* **Your assignment**
Search the records below for "green" and copy every line it turns up in.

********

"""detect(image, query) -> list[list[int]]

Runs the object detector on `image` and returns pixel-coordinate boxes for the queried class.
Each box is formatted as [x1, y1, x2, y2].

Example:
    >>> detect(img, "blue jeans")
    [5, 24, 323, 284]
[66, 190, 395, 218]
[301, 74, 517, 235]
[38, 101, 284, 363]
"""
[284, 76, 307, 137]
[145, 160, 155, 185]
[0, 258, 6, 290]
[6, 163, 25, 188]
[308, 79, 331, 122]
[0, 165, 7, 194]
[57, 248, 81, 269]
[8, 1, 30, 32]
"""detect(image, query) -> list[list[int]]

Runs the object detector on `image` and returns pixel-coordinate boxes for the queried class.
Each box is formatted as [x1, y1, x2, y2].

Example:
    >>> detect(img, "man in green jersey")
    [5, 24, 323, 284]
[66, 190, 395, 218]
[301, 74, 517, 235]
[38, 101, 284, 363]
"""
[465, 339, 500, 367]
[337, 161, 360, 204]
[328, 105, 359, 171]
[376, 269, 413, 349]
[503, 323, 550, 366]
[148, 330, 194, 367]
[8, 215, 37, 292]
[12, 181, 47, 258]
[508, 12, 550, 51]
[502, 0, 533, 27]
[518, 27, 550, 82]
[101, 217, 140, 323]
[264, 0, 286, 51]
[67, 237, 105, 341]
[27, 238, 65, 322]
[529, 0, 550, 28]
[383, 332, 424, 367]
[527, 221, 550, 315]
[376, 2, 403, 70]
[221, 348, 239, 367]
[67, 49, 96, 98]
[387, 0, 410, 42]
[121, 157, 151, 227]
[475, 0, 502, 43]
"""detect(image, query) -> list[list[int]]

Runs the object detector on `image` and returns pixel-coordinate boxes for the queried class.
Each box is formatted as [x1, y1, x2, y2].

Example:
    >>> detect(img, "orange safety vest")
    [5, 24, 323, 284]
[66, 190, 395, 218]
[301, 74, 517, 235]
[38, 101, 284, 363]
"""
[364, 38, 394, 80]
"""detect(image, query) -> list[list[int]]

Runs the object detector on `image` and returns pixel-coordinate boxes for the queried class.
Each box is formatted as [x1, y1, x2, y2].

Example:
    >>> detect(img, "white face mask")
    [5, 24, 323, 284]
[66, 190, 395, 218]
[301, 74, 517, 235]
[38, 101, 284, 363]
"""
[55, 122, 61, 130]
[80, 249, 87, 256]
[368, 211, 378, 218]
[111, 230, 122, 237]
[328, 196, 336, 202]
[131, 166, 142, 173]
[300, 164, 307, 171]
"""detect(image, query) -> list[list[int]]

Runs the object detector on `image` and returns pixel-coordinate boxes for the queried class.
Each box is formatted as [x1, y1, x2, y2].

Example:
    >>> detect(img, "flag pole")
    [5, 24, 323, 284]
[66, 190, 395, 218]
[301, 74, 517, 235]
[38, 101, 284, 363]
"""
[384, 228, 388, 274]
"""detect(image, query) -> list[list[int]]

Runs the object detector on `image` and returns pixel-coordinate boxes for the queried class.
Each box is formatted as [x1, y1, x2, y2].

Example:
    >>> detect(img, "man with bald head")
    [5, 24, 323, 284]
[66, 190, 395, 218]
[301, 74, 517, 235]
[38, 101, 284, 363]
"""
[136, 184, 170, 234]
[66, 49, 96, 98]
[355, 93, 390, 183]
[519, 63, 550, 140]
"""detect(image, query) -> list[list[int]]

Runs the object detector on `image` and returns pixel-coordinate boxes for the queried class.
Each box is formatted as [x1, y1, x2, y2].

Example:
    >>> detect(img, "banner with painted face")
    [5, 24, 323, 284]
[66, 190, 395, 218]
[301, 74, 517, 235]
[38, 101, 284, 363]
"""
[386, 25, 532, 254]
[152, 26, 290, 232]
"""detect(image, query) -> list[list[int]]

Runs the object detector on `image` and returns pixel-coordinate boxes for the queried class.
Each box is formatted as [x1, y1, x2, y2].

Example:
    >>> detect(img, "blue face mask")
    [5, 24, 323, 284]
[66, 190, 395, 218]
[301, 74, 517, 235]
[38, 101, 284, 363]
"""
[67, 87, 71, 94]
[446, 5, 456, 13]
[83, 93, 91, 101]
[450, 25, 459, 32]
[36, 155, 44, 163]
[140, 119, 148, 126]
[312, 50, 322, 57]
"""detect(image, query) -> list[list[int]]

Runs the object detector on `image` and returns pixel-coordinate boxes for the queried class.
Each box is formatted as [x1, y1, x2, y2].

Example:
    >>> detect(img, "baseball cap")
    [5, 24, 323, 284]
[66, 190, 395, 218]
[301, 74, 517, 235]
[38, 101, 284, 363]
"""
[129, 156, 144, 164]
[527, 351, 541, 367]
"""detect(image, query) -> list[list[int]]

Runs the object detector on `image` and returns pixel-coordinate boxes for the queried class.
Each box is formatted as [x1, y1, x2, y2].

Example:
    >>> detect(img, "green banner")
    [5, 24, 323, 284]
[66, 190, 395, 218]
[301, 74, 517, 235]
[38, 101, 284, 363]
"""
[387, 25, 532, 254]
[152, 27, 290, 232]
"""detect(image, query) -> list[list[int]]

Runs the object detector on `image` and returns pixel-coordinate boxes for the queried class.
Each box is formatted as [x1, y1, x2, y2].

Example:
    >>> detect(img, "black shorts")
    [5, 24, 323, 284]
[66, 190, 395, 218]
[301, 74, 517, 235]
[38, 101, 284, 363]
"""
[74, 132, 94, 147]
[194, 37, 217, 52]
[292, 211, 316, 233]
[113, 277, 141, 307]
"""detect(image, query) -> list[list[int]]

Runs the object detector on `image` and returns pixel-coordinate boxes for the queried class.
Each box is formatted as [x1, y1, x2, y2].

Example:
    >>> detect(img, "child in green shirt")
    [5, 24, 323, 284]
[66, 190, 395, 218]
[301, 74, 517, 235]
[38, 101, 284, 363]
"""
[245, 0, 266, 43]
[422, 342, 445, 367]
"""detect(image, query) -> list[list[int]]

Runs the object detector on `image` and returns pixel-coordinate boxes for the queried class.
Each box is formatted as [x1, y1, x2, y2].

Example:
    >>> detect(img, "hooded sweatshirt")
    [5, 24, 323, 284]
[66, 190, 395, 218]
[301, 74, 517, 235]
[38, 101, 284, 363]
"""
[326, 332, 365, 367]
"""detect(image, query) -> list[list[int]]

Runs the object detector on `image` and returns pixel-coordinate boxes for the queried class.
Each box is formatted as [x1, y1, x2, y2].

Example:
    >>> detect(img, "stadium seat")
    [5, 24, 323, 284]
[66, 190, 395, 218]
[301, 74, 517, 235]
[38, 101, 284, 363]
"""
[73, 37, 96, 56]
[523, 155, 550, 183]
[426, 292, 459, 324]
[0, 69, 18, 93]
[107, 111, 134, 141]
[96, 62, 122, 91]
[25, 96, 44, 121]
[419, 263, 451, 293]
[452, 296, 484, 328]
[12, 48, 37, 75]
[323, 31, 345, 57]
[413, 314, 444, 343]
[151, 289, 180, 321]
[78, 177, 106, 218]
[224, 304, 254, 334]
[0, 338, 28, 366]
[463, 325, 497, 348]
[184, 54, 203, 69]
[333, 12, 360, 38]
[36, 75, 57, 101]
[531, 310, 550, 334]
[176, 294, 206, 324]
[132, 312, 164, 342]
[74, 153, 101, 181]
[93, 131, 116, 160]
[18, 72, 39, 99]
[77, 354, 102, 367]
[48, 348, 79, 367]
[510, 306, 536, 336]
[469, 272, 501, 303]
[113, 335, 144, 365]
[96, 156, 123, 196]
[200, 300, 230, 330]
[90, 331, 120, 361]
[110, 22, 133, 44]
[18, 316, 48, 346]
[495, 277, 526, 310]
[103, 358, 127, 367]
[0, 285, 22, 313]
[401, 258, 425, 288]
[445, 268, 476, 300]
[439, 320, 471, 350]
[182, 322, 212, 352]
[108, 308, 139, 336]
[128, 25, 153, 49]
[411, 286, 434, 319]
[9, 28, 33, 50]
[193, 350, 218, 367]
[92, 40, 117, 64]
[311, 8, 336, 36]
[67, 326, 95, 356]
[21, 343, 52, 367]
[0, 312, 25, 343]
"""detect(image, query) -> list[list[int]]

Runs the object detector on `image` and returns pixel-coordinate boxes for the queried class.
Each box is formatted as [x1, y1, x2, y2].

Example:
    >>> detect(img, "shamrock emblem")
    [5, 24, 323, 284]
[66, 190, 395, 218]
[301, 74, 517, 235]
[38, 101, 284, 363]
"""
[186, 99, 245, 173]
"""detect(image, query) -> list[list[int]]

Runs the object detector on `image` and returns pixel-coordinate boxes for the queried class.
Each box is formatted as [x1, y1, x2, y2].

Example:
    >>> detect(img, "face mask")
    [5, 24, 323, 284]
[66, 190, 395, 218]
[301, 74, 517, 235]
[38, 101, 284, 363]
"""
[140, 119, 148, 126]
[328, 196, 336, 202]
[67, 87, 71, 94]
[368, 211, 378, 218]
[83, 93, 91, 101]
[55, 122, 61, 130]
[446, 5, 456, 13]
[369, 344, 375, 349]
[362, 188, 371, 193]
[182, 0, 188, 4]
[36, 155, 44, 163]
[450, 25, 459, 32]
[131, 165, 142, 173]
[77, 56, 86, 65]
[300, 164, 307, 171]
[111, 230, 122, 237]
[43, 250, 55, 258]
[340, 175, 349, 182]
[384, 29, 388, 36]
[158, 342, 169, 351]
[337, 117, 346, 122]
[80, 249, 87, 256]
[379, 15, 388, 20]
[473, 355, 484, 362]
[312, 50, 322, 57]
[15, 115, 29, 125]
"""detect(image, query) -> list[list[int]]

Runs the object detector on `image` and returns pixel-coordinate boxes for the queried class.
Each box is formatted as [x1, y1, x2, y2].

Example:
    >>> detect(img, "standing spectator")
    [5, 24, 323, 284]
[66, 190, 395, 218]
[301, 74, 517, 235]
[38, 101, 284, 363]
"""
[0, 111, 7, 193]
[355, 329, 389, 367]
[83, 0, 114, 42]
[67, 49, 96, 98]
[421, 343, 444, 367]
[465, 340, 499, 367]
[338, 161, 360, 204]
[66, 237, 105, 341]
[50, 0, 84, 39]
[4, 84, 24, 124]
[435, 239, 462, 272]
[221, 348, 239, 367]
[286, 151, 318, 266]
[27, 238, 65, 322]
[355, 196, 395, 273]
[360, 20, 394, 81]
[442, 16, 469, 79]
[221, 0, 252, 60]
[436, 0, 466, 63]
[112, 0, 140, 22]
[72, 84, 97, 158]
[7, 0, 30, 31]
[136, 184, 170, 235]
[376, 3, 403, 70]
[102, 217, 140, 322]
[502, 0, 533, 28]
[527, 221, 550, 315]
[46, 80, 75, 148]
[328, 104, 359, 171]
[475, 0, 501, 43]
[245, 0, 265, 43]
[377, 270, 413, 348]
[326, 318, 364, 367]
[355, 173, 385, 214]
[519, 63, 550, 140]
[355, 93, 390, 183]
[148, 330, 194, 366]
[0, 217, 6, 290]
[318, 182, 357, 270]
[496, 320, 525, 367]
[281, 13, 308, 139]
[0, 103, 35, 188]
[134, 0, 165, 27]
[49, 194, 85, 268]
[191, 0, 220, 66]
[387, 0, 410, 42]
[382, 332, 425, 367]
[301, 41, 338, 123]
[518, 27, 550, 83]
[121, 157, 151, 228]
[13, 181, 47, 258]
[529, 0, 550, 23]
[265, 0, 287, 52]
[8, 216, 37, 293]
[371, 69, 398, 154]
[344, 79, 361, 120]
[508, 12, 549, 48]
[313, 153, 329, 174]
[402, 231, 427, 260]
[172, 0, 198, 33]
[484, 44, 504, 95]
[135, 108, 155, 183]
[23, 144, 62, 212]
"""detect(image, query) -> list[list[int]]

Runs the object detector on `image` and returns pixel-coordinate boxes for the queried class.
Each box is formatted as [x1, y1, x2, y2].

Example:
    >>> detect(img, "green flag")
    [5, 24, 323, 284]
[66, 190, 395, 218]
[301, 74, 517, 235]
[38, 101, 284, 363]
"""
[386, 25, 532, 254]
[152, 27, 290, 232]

********

* **Finished task**
    >>> detect(img, "man in green jersey")
    >>> detect(img, "green banner")
    >>> detect(img, "child in green shirt")
    >>> detect(img, "green flag")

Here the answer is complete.